Reproduce, word for word, the lines of the entries below, starting at the line that contains "Where can the woman's shoulder" and ending with the final line of the entries.

* Start Provided records *

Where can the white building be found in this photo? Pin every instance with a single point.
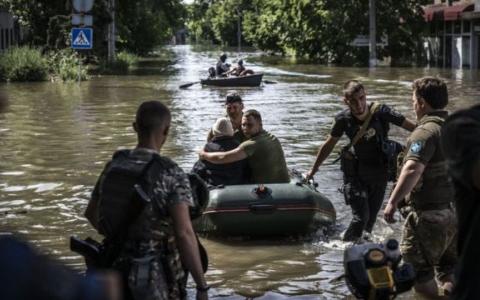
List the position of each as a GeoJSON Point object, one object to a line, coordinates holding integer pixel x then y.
{"type": "Point", "coordinates": [454, 34]}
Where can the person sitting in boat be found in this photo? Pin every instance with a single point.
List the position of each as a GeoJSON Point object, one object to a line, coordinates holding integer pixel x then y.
{"type": "Point", "coordinates": [211, 73]}
{"type": "Point", "coordinates": [234, 111]}
{"type": "Point", "coordinates": [262, 150]}
{"type": "Point", "coordinates": [240, 70]}
{"type": "Point", "coordinates": [222, 174]}
{"type": "Point", "coordinates": [222, 66]}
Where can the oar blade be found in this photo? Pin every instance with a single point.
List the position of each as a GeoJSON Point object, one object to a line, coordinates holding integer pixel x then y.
{"type": "Point", "coordinates": [269, 82]}
{"type": "Point", "coordinates": [184, 86]}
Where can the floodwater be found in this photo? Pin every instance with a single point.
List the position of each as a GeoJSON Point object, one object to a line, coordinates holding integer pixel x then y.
{"type": "Point", "coordinates": [55, 138]}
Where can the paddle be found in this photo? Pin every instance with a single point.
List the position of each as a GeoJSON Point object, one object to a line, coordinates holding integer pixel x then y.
{"type": "Point", "coordinates": [269, 82]}
{"type": "Point", "coordinates": [184, 86]}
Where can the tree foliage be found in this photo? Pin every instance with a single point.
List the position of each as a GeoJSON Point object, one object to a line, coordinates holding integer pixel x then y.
{"type": "Point", "coordinates": [321, 30]}
{"type": "Point", "coordinates": [141, 25]}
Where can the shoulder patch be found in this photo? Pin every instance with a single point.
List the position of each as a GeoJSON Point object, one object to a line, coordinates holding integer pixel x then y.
{"type": "Point", "coordinates": [416, 147]}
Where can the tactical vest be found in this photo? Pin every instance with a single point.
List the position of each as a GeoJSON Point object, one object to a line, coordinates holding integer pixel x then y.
{"type": "Point", "coordinates": [125, 189]}
{"type": "Point", "coordinates": [434, 175]}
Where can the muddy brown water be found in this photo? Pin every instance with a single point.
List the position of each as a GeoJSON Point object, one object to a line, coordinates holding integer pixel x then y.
{"type": "Point", "coordinates": [55, 139]}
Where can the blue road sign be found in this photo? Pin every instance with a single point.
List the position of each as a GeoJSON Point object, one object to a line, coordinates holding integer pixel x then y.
{"type": "Point", "coordinates": [82, 38]}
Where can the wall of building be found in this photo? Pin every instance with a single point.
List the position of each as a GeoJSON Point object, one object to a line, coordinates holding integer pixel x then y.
{"type": "Point", "coordinates": [9, 31]}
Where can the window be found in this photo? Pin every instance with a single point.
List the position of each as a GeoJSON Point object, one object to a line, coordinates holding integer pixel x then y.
{"type": "Point", "coordinates": [457, 27]}
{"type": "Point", "coordinates": [448, 27]}
{"type": "Point", "coordinates": [466, 27]}
{"type": "Point", "coordinates": [466, 51]}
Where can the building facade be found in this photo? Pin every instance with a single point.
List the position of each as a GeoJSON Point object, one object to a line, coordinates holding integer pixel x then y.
{"type": "Point", "coordinates": [453, 38]}
{"type": "Point", "coordinates": [9, 30]}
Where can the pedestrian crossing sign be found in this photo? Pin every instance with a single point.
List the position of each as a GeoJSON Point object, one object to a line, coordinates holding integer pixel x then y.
{"type": "Point", "coordinates": [82, 38]}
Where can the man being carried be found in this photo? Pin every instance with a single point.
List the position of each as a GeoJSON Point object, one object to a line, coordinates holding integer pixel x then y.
{"type": "Point", "coordinates": [222, 67]}
{"type": "Point", "coordinates": [141, 205]}
{"type": "Point", "coordinates": [365, 180]}
{"type": "Point", "coordinates": [222, 174]}
{"type": "Point", "coordinates": [234, 111]}
{"type": "Point", "coordinates": [240, 70]}
{"type": "Point", "coordinates": [262, 150]}
{"type": "Point", "coordinates": [430, 229]}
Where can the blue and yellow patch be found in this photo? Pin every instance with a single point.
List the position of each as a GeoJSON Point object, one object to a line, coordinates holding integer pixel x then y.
{"type": "Point", "coordinates": [416, 147]}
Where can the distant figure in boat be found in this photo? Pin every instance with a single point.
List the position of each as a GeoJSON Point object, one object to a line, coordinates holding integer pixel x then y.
{"type": "Point", "coordinates": [240, 70]}
{"type": "Point", "coordinates": [222, 174]}
{"type": "Point", "coordinates": [222, 66]}
{"type": "Point", "coordinates": [262, 150]}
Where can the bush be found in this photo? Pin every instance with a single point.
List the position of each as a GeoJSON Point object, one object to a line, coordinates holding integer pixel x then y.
{"type": "Point", "coordinates": [23, 64]}
{"type": "Point", "coordinates": [65, 65]}
{"type": "Point", "coordinates": [122, 63]}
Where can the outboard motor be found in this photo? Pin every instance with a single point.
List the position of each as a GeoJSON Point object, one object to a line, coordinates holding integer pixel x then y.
{"type": "Point", "coordinates": [372, 271]}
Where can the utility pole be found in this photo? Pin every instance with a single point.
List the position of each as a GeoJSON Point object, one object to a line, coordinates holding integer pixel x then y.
{"type": "Point", "coordinates": [239, 31]}
{"type": "Point", "coordinates": [373, 35]}
{"type": "Point", "coordinates": [111, 31]}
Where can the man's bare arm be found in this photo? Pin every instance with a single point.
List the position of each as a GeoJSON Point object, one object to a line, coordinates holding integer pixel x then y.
{"type": "Point", "coordinates": [322, 154]}
{"type": "Point", "coordinates": [224, 157]}
{"type": "Point", "coordinates": [409, 124]}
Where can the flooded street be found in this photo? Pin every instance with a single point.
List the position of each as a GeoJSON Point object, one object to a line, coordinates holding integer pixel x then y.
{"type": "Point", "coordinates": [55, 139]}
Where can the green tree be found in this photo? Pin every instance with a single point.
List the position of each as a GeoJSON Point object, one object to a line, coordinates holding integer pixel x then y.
{"type": "Point", "coordinates": [321, 30]}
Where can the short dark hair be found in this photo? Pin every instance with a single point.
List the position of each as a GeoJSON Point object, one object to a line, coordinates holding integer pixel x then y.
{"type": "Point", "coordinates": [254, 114]}
{"type": "Point", "coordinates": [150, 116]}
{"type": "Point", "coordinates": [352, 87]}
{"type": "Point", "coordinates": [433, 90]}
{"type": "Point", "coordinates": [232, 98]}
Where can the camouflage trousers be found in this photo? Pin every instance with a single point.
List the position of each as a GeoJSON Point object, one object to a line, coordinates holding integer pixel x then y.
{"type": "Point", "coordinates": [429, 243]}
{"type": "Point", "coordinates": [151, 278]}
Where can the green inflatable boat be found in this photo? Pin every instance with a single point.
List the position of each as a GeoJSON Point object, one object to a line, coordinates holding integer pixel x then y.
{"type": "Point", "coordinates": [295, 208]}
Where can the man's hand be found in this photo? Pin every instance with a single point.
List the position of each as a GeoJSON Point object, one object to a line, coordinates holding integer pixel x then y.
{"type": "Point", "coordinates": [309, 175]}
{"type": "Point", "coordinates": [201, 154]}
{"type": "Point", "coordinates": [202, 295]}
{"type": "Point", "coordinates": [389, 212]}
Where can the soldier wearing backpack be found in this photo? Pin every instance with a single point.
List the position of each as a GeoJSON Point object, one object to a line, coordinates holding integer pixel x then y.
{"type": "Point", "coordinates": [141, 205]}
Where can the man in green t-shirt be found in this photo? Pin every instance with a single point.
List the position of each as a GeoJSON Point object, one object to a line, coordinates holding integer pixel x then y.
{"type": "Point", "coordinates": [262, 149]}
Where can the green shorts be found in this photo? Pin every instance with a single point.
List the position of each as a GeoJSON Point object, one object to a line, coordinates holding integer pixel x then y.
{"type": "Point", "coordinates": [429, 243]}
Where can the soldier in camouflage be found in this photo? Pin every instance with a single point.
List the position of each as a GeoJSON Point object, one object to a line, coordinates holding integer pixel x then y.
{"type": "Point", "coordinates": [430, 229]}
{"type": "Point", "coordinates": [160, 246]}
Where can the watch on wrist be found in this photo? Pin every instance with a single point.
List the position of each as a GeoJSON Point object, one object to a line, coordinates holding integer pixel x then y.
{"type": "Point", "coordinates": [203, 288]}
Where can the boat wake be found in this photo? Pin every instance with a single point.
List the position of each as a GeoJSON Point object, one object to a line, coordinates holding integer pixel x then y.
{"type": "Point", "coordinates": [278, 72]}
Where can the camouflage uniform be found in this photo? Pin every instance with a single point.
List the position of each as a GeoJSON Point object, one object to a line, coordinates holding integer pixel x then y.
{"type": "Point", "coordinates": [149, 260]}
{"type": "Point", "coordinates": [429, 233]}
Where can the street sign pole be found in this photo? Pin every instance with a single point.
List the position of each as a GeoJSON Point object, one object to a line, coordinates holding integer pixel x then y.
{"type": "Point", "coordinates": [82, 37]}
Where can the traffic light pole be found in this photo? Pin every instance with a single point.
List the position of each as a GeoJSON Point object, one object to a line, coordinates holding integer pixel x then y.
{"type": "Point", "coordinates": [373, 35]}
{"type": "Point", "coordinates": [111, 31]}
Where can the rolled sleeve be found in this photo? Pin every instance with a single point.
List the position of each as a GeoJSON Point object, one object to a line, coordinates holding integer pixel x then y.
{"type": "Point", "coordinates": [338, 127]}
{"type": "Point", "coordinates": [249, 147]}
{"type": "Point", "coordinates": [421, 147]}
{"type": "Point", "coordinates": [390, 115]}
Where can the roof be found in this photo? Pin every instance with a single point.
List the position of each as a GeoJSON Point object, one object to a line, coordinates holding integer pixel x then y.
{"type": "Point", "coordinates": [444, 12]}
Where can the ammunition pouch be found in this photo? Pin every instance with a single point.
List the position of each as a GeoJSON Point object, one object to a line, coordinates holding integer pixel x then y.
{"type": "Point", "coordinates": [146, 276]}
{"type": "Point", "coordinates": [348, 164]}
{"type": "Point", "coordinates": [391, 149]}
{"type": "Point", "coordinates": [353, 191]}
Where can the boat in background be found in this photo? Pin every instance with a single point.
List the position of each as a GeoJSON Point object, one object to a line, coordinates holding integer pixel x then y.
{"type": "Point", "coordinates": [247, 80]}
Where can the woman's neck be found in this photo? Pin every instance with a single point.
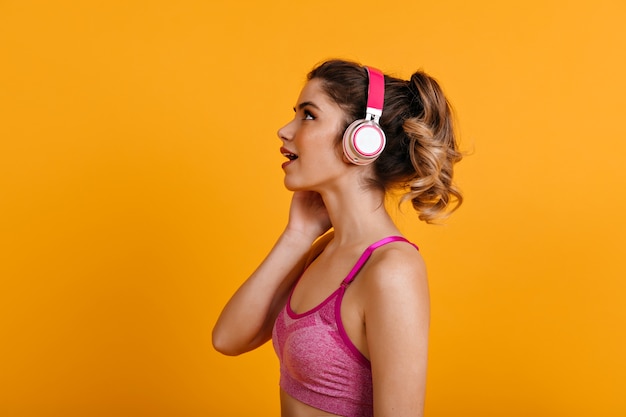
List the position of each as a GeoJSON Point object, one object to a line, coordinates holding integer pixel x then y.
{"type": "Point", "coordinates": [358, 215]}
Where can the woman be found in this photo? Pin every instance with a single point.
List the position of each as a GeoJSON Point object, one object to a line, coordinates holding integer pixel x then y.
{"type": "Point", "coordinates": [348, 310]}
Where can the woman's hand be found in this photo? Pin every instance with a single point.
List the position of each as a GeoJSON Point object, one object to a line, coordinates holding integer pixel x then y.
{"type": "Point", "coordinates": [308, 215]}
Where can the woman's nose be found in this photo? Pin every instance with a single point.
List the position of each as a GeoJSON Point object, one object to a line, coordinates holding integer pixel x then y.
{"type": "Point", "coordinates": [284, 132]}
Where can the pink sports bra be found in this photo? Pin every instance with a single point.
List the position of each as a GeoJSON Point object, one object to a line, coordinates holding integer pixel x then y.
{"type": "Point", "coordinates": [319, 365]}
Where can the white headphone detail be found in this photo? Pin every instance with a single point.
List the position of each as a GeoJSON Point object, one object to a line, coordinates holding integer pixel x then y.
{"type": "Point", "coordinates": [364, 140]}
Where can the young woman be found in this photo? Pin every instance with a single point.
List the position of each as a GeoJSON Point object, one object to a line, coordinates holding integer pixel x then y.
{"type": "Point", "coordinates": [348, 309]}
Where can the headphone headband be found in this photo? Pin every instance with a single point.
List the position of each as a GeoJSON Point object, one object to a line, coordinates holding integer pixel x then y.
{"type": "Point", "coordinates": [375, 94]}
{"type": "Point", "coordinates": [364, 140]}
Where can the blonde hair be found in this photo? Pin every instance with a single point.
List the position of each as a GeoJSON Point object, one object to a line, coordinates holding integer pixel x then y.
{"type": "Point", "coordinates": [421, 145]}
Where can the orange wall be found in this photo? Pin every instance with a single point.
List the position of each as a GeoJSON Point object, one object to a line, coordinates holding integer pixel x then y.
{"type": "Point", "coordinates": [140, 183]}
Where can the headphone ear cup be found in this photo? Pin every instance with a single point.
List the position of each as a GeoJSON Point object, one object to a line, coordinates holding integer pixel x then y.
{"type": "Point", "coordinates": [363, 142]}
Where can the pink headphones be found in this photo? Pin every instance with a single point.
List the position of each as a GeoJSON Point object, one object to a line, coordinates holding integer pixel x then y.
{"type": "Point", "coordinates": [364, 140]}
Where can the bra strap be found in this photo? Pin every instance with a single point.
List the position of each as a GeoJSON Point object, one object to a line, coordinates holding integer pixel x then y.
{"type": "Point", "coordinates": [368, 252]}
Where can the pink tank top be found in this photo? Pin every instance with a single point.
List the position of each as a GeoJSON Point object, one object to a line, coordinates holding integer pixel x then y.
{"type": "Point", "coordinates": [319, 365]}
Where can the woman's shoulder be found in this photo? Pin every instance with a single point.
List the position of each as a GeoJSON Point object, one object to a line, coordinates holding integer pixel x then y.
{"type": "Point", "coordinates": [396, 263]}
{"type": "Point", "coordinates": [318, 246]}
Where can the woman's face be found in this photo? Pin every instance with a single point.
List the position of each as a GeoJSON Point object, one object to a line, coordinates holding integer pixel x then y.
{"type": "Point", "coordinates": [310, 141]}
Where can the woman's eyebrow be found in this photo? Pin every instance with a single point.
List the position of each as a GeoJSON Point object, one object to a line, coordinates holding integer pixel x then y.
{"type": "Point", "coordinates": [305, 104]}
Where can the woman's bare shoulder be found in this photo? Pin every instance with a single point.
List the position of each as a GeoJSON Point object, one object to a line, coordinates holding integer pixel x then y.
{"type": "Point", "coordinates": [396, 270]}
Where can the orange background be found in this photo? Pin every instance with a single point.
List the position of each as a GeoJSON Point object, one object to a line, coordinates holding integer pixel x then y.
{"type": "Point", "coordinates": [140, 183]}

* End Provided records *

Correct response:
Where can the woman's shoulder be found in this photo? Pin every instance with a single point.
List the position of each as a GeoJSON Point object, one object to a line, coordinates holding integer pixel x then y.
{"type": "Point", "coordinates": [396, 263]}
{"type": "Point", "coordinates": [318, 246]}
Where can the woman's face be found in this photo? Pin every instance with a single point.
List the position of each as a GeoJSON Point object, one object to a line, coordinates holding integer pixel x then y.
{"type": "Point", "coordinates": [310, 141]}
Where can the woman's eyebrow be found in this photo? Pin every instance with a single point.
List the position of each as a GeoJSON Point object, one object to a line, coordinates holding integer pixel x then y.
{"type": "Point", "coordinates": [305, 104]}
Where can the woman's bare shoulder be found in this photo? Pin every instance with a single point.
List the position of each as a GeoJSON Point object, one object to a line, coordinates holding integer pixel x then y.
{"type": "Point", "coordinates": [396, 270]}
Where can the orange background be found in this photo? Pin every instance with a single point.
List the position of each as a GeoJSON Point object, one object to a line, coordinates holding integer pixel x then y.
{"type": "Point", "coordinates": [140, 183]}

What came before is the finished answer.